(Object detection data)
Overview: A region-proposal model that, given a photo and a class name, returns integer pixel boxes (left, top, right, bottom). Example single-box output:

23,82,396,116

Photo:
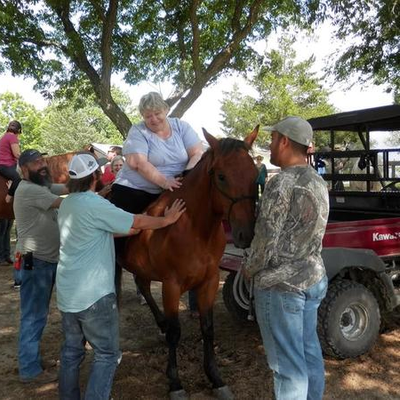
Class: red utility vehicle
221,105,400,358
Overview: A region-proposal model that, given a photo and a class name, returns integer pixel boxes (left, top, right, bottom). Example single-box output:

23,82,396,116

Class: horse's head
203,126,259,248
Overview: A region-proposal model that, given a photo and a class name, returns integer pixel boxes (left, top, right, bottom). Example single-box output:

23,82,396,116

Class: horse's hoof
213,385,235,400
169,389,189,400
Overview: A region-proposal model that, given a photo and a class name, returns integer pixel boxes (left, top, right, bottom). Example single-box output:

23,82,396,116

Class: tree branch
89,0,106,24
100,0,118,87
171,0,263,118
54,0,100,90
189,0,201,79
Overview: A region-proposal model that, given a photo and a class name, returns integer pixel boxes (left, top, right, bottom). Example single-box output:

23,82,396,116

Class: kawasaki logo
372,232,399,242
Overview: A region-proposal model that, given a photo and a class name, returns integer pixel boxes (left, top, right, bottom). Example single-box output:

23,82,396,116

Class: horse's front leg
196,272,234,400
135,276,168,333
163,282,188,400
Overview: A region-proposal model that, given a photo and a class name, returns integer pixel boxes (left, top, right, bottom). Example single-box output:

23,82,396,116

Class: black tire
222,272,249,322
318,279,381,359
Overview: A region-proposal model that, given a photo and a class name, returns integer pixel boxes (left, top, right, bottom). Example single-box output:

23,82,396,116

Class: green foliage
330,0,400,103
221,38,335,147
36,87,139,155
0,92,42,150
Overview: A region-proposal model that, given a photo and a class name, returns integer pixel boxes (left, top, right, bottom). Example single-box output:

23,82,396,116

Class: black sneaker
19,371,58,384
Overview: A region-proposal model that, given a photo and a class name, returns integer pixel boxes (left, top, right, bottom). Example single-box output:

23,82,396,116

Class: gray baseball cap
263,117,313,146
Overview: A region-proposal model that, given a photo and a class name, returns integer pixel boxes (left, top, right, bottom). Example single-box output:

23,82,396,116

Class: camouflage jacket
245,165,329,291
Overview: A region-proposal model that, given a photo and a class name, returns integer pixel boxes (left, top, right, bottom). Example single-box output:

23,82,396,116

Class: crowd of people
0,92,328,400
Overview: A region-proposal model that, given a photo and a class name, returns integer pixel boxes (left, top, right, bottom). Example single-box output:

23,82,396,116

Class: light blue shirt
115,118,200,194
56,191,134,312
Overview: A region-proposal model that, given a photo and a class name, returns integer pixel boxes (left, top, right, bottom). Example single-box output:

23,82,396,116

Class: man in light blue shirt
56,153,185,400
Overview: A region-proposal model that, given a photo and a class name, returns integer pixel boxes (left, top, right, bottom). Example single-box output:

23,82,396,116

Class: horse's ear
244,125,260,147
202,128,218,149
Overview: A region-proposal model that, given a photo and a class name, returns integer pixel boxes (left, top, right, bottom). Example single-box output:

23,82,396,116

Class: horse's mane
216,138,250,154
184,138,251,177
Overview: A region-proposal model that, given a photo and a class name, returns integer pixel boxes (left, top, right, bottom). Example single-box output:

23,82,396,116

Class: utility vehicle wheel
222,272,250,322
318,279,381,358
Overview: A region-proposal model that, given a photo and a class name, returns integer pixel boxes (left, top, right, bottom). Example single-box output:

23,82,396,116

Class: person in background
111,92,203,304
56,153,185,400
13,149,67,383
256,156,268,198
101,146,122,186
103,156,124,185
0,121,22,188
245,117,329,400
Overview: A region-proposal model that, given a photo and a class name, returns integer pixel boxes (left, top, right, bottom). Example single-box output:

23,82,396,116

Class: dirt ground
0,253,400,400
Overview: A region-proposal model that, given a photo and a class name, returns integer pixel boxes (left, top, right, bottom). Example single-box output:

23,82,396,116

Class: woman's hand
164,199,186,224
162,178,182,192
97,185,112,198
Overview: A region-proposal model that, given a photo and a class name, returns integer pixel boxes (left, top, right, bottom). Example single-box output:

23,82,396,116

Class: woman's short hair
7,120,22,133
110,156,125,172
139,92,169,115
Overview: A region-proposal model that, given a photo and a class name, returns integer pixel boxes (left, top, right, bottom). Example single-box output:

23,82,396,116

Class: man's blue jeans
254,277,328,400
18,258,57,378
59,293,120,400
0,218,13,262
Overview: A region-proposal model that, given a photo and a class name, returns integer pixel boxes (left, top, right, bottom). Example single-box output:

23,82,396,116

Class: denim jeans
254,277,328,400
18,258,57,378
59,293,120,400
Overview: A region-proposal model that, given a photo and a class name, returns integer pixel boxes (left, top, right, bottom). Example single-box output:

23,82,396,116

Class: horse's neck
182,160,222,231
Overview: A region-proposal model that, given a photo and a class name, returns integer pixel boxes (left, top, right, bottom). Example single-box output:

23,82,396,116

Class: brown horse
118,127,258,399
0,152,86,219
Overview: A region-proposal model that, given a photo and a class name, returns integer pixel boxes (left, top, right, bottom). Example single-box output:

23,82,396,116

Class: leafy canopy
330,0,400,103
0,0,319,136
221,37,335,147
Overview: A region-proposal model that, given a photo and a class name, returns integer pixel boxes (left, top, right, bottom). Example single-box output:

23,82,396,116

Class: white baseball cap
263,117,313,147
68,153,107,179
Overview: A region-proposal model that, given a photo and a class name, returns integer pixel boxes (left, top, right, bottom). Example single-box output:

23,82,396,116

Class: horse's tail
114,237,126,308
115,261,122,309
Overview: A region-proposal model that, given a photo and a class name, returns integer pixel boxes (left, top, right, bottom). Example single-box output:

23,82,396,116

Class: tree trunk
96,89,132,139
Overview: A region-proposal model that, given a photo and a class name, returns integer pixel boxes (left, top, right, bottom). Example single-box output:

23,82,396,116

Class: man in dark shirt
245,117,329,400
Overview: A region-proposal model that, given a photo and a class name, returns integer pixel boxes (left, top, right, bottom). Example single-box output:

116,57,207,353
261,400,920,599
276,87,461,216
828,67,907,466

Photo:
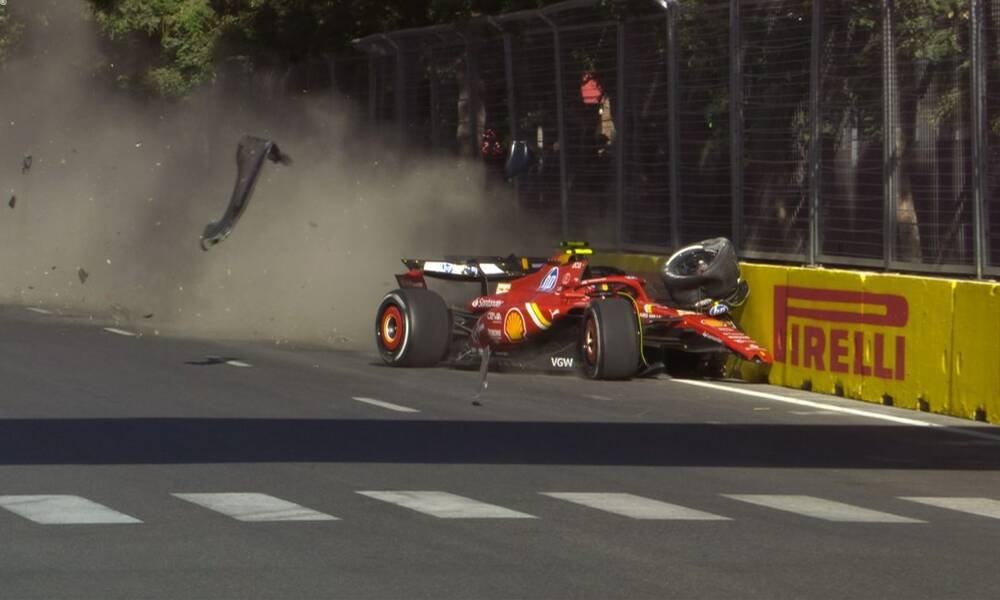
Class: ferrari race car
375,238,772,385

**WRITTEN TASK**
Rewrite all of the data above, replacing "region-proposal model" with "box-prediction model" wherever it appears and keeping everything else the same. Leave the pictures out.

**OUTPUT OF THE EXERCISE**
Overview: A box-prediction model that, given a photo and a class name, returns integer pixel boxes (left, top, right, bottom). Example single-box output:

23,82,396,116

Photo:
Class: red utility vehicle
221,105,400,358
Overview: A box-prediction model that, given a photo and a class name, returns integer pixel boxes (left, top, right, bottom). Example single-box output:

23,82,396,116

Class: horse's head
203,126,259,248
Overview: A box-prediction model that, given a photo and a class name, returns integer pixel boxes (left, top, right, bottom). Example single-box output:

23,82,396,116

Class: horse's hoof
213,385,235,400
169,389,189,400
Overview: A box-prediction model that, given a photo and a class name, returns integer pixel boxes (left, top, right, bottom). Example single-box output:

23,82,396,116

Class: tree branch
89,0,106,24
100,0,118,87
171,0,263,118
54,0,100,90
189,0,201,79
Overview: A box-prediction model that, given a photo and a class name, returns integer pixel boxes (left, top, right, bottom). Example single-box output:

23,82,396,116

Class: kawasaki logo
372,232,399,242
Overview: A box-prediction model that, given a photo and a class name, returns integer pixel boxes (left, top, right, bottom). Example single-box output:

23,82,396,116

Class: horse's front leg
196,272,234,400
135,276,168,333
163,282,188,400
Overview: A box-prediction model that, given a photo and a class name, returns integer pixel boxes (left, top, right, bottom). Example single-box output:

23,82,396,116

Class: black tire
222,272,249,322
318,279,381,359
Overview: A box-prediction model that, given a photo and a class name, returns integer pixel boxes (left, top, right, bottom). Example single-box output:

23,82,396,116

Class: green foliage
330,0,400,103
221,38,335,147
36,87,139,155
0,92,42,150
Overview: A box-prediction model that, given a photo and a class name, returns integer pixel boxes (left, top, right, bottom). Example single-box output:

23,82,396,116

Class: black sneaker
19,371,58,384
Overview: A box-prediction model that, given a photo and a class name, returns integer pixel boxes (left, top, right, bottom). Example single-box output:

23,82,396,116

Class: gray baseball cap
263,117,313,146
Overview: A box-prediction model that, given a photo and a class name, returns integer pixel boxes (left, top, right, bottom). Example single-box output:

23,82,396,116

Class: camouflage jacket
245,165,329,291
Overview: A box-prediction model that, given a photo and a class name, returns integer pixel boxes (left, top, right, bottom). Example single-box output:

23,82,396,116

Class: crowd of people
0,92,328,400
Overview: A box-prediction model that, given a photo and a class name, returns integer pixel boxes (left, top, right, bottom). Example single-box output:

23,82,396,116

Class: light blue shirt
115,118,200,194
56,191,134,312
Overview: A box-prediction model that, given a photo and a class name, returns integer pixel boxes (left, top, right, bottom). Example single-box output:

23,82,396,116

Class: man in light blue shirt
56,153,185,400
Overview: A box-prediction model that, given a photo and a class name, returns integer pixel boxes (left, top, right, bottom). Example single-box output:

23,82,396,116

Class: horse's ear
244,125,260,147
202,128,218,149
Overview: A box-prediction model that, given a photo and a class name, returns integer pixel boxes (left, top, right, bottom). Example single-box output:

23,82,396,116

Class: horse's mane
216,138,250,154
184,138,251,177
Overview: A box-prediction model that, given a photo and a class name, returns integer pixel boxes (left, top, right, bottom). Example single-box output:

23,82,396,116

Class: utility vehicle wheel
222,272,250,322
318,279,381,358
Overview: A box-prediction model that, given a photo and a class name, returns integer pixel boxes (left, top, right, bottom). Example single-box output:

23,82,396,116

Class: person in background
111,92,203,304
56,153,185,400
13,149,67,383
256,156,268,198
101,146,122,186
103,156,124,185
0,121,22,188
245,117,329,400
Overview: A box-prediction model that, given a photo and a class name, returns integer pixel boxes (left, top, right, bottom). Example single-box output:

23,82,396,116

Class: dirt ground
0,253,400,400
Overview: A box-prediction model that, given a photo and a class name, returns integer pixel boxes (left, top, right, bottom). Example single-box output:

23,82,396,116

Class: woman's hand
164,199,186,224
162,178,182,192
97,185,112,198
Overview: A box-prediction model that, given a photo and a class name, returns integer pixel boxes (left, top, right, bottom). Example single-box output:

23,82,396,116

Class: woman's short hair
7,120,22,133
110,156,125,172
139,92,169,115
Overview: A box-prediction model that, given a photo and a class name, returns integer pixel boxes (left, top, right, bottom). Example single-box output:

23,82,396,116

Class: man's blue jeans
254,277,328,400
18,258,57,378
59,293,120,400
0,218,13,262
Overview: A box-prediction model that, given a photo and a class name, returns integer pixel boxes (left, top, right, bottom). Example single-box output:

23,82,396,116

Class: denim jeans
254,277,328,400
18,258,57,378
59,293,120,400
Overview: A box-prediction model that, given a photo and a class name, returns integer pixel boxes (left, top, right, bottom). Example single-box output:

23,82,396,116

Class: horse's neck
182,160,222,231
Overview: A box-prediction model that, given a photo and a class name, returns integer pixel boxes (left, top, right, bottom). Example single-box output:

23,82,396,116

Class: brown horse
118,127,258,399
0,152,86,219
Overview: A box-prediction model that, given a photo and a class name, returns integer pixel boxes (left, top, right, bottom). Example single-box output:

23,82,396,116

Class: leafy canopy
330,0,400,103
0,0,319,136
221,37,335,147
Overview: A box-prediction model that, given a photo and a class name, returns integer pixel boxes (left, top, right, bottom). Example single-box output:

23,82,396,116

Class: white baseball cap
263,117,313,147
68,153,107,179
Overview: A box-prediction model that, given a photo and a class name, returns integer pixel boxes (left, top, right, bottom). Example single-box output:

23,82,396,116

Class: horse's tail
114,237,126,308
115,261,122,309
Overview: A box-prediction model that, given a photo and a class name, returns integer pixel boxes (left, top, right, bottom). Example single-box output:

23,82,396,116

Class: tree trunk
96,89,132,139
Overview: A box-prediction model that, given a photo and a class name, returns integer pixel boxes (left, top, right, bottom). Example single-box output:

23,82,396,116

Class: man in dark shirt
245,117,329,400
Overview: A box-prediction model that, given a photo and a class name, returns integer pixel boxes (left, top, right, bottom). Example single-box output:

116,57,207,353
261,400,920,599
276,87,461,216
828,67,907,466

Photo:
Class: ferrari race car
375,238,772,385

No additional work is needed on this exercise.